Assignment — From the first line to the last, output the material exactly.

Data for the task —
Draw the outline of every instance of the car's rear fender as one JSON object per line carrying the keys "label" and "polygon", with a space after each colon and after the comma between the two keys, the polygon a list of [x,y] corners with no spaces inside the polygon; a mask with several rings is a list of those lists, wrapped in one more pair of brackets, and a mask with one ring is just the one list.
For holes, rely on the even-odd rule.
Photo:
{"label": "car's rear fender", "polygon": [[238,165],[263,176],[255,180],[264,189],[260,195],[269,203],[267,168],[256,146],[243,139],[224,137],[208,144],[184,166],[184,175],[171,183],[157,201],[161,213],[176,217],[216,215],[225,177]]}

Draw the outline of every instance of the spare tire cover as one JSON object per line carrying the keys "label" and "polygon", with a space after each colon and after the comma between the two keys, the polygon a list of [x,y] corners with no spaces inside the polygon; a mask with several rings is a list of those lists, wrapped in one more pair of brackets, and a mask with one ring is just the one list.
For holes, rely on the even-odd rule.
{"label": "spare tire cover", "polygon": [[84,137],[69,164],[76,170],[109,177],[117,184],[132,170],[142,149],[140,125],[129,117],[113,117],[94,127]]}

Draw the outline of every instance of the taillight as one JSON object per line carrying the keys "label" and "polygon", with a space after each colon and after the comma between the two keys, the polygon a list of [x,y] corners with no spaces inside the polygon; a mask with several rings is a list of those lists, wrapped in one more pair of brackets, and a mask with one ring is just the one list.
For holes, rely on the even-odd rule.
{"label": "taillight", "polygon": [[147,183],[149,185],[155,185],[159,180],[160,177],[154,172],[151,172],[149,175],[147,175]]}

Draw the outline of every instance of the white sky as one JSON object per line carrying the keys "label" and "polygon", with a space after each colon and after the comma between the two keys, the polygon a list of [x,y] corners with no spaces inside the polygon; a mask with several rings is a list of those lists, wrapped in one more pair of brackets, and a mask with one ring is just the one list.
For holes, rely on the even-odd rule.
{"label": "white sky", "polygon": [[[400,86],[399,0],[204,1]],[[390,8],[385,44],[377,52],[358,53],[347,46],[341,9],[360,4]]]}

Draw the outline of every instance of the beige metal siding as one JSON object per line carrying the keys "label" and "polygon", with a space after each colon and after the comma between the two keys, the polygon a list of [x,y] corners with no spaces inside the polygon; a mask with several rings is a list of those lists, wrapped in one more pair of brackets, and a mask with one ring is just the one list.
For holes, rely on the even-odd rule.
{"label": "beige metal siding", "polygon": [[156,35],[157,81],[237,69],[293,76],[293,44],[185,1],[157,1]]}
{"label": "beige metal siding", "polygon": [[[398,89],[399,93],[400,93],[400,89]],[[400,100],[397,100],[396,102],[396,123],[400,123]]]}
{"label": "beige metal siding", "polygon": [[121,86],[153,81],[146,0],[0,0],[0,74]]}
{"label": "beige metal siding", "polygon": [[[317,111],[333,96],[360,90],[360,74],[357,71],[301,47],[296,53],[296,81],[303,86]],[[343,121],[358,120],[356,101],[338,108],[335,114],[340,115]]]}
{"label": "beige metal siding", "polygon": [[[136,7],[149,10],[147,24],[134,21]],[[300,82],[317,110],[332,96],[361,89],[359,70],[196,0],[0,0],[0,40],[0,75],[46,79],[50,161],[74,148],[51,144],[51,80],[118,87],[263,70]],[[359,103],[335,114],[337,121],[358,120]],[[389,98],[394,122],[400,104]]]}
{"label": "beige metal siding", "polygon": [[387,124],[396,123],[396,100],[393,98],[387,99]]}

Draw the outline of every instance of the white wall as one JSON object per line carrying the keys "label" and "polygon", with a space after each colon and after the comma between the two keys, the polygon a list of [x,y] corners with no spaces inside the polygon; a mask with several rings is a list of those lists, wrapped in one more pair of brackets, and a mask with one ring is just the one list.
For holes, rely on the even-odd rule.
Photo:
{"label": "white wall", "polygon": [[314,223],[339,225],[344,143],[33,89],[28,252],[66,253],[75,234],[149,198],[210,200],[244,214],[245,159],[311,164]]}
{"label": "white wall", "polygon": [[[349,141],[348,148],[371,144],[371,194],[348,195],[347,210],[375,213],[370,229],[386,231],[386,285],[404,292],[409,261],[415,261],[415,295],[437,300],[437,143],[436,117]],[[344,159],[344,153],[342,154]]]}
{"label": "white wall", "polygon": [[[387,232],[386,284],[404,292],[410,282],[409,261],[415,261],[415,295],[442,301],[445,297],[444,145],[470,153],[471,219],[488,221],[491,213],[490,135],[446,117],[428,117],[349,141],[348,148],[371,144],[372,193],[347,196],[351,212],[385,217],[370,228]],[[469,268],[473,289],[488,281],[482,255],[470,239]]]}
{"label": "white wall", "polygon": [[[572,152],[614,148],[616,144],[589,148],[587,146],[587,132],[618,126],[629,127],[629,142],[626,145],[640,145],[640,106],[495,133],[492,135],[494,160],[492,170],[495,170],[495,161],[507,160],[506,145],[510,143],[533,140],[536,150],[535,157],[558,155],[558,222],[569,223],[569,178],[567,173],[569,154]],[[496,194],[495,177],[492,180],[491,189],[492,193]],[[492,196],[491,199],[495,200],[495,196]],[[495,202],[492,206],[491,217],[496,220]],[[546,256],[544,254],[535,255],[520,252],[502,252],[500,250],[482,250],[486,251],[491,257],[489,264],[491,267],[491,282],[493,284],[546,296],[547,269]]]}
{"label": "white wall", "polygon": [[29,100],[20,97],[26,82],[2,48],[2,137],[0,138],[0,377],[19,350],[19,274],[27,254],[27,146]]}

Finished exercise —
Draw the outline of every instance of the car's rear fender as one JSON object per line carrying the keys "label" and "polygon", with a space after each colon and after the comma between the two keys, the polygon a list of [x,y] corners with no spaces inside the polygon; a mask with several rings is a list of those lists, wrapped in one more pair of brackets, and a mask with one ring is just the one list.
For holes, rely on the even-odd rule.
Photo:
{"label": "car's rear fender", "polygon": [[238,165],[263,176],[255,180],[264,189],[260,195],[269,203],[267,168],[256,146],[243,139],[224,137],[208,144],[184,166],[184,175],[171,183],[157,201],[161,213],[176,217],[216,215],[225,177]]}

Draw the outline of every instance of the spare tire cover as one JSON object per line carrying the keys "label" and "polygon", with a space after each colon and after the comma between the two keys, the polygon a list of [x,y] corners with no spaces inside the polygon; a mask with several rings is a list of those lists, wrapped in one more pair of brackets, and a mask with one ring is just the one list.
For holes, rely on the even-odd rule.
{"label": "spare tire cover", "polygon": [[84,137],[69,164],[76,170],[109,177],[117,184],[132,170],[142,149],[140,125],[129,117],[113,117],[94,127]]}

Draw the outline of every instance of the taillight as one JSON object per line carrying the keys "label" and "polygon", with a space after each colon and after the comma between the two keys, the polygon a list of [x,y] corners with no spaces inside the polygon; a mask with several rings is a list of those lists, wrapped in one more pair of brackets, and a mask with one ring is just the one list.
For holes, rely on the even-odd rule.
{"label": "taillight", "polygon": [[147,183],[149,185],[155,185],[159,180],[160,177],[154,172],[151,172],[149,175],[147,175]]}

Draw the outline of every instance of the white sky as one JSON object per line carrying the keys "label" and "polygon", with a space after each colon and after the comma between the two keys, the polygon a list of [x,y] corners with no spaces inside the polygon; a mask with several rings is a list of those lists, wrapped in one more pair of brackets, and a mask with one ring is just the one list.
For holes, rely on the even-odd rule.
{"label": "white sky", "polygon": [[[400,86],[399,0],[204,1]],[[390,8],[385,44],[377,52],[358,53],[347,46],[341,9],[360,4]]]}

Draw the outline of every instance of the beige metal siding as one JSON object per line carrying the keys "label" and "polygon", with a space after each colon and after the comma between the two keys, the polygon a list of [x,y] corners with no spaces inside the polygon; a mask with several rings is a list of those lists, wrapped in one more pair of brackets, and a mask with one ring is just the one list.
For holes, rely on the even-odd rule.
{"label": "beige metal siding", "polygon": [[156,35],[157,81],[237,69],[293,76],[293,44],[185,1],[157,1]]}
{"label": "beige metal siding", "polygon": [[[398,89],[399,93],[400,93],[400,89]],[[400,100],[397,100],[396,102],[396,123],[400,123]]]}
{"label": "beige metal siding", "polygon": [[121,86],[153,81],[146,0],[0,0],[0,74]]}
{"label": "beige metal siding", "polygon": [[[317,111],[333,96],[360,90],[360,74],[357,71],[301,47],[296,53],[296,81],[303,86]],[[343,121],[358,120],[356,101],[338,108],[335,114],[340,115]]]}
{"label": "beige metal siding", "polygon": [[[136,7],[149,10],[147,24],[134,21]],[[300,82],[317,110],[332,96],[361,89],[359,70],[196,0],[0,0],[0,40],[0,75],[46,79],[50,161],[74,148],[51,144],[51,80],[118,87],[263,70]],[[359,103],[335,114],[337,121],[358,120]],[[389,98],[394,122],[400,104]]]}
{"label": "beige metal siding", "polygon": [[387,124],[396,123],[396,100],[393,98],[387,99]]}

Draw the outline of every instance of the white wall as one JSON object per line carrying the keys "label" and "polygon", with a space after each colon and after the comma between the two keys, the polygon a list of [x,y] corners with no spaces inside the polygon; a mask with several rings is a list of those lists, wrapped in one more pair of brackets, and a mask with one ring is just the one list.
For holes, rely on the even-odd rule.
Photo:
{"label": "white wall", "polygon": [[314,223],[339,225],[344,143],[33,89],[28,252],[66,253],[75,234],[149,198],[210,200],[244,214],[245,159],[311,164]]}
{"label": "white wall", "polygon": [[[349,141],[348,148],[371,144],[371,194],[348,195],[347,210],[375,213],[370,229],[386,231],[386,285],[404,292],[409,261],[415,261],[415,295],[437,300],[437,143],[436,117]],[[344,159],[344,153],[342,154]]]}
{"label": "white wall", "polygon": [[[387,232],[386,284],[404,292],[410,282],[409,261],[415,261],[415,295],[442,301],[445,297],[444,145],[470,153],[471,219],[488,221],[491,213],[490,135],[446,117],[428,117],[349,141],[348,148],[371,144],[372,193],[347,196],[351,212],[385,217],[370,228]],[[469,268],[473,289],[488,281],[482,255],[470,239]]]}
{"label": "white wall", "polygon": [[[572,152],[614,148],[616,144],[589,148],[587,146],[587,132],[618,126],[629,127],[629,142],[626,145],[640,145],[640,106],[495,133],[492,135],[494,160],[492,170],[495,170],[495,161],[507,160],[506,145],[510,143],[533,140],[536,150],[535,157],[558,155],[558,222],[569,223],[569,178],[567,173],[569,154]],[[496,194],[495,177],[492,180],[491,189],[492,193]],[[492,196],[491,199],[495,200],[495,196]],[[495,202],[492,206],[491,217],[496,220]],[[546,256],[544,254],[535,255],[520,252],[502,252],[500,250],[482,250],[486,251],[491,257],[489,264],[491,267],[491,282],[493,284],[546,296],[547,269]]]}
{"label": "white wall", "polygon": [[29,100],[20,97],[26,82],[2,48],[2,137],[0,138],[0,377],[19,350],[19,274],[27,254],[27,146]]}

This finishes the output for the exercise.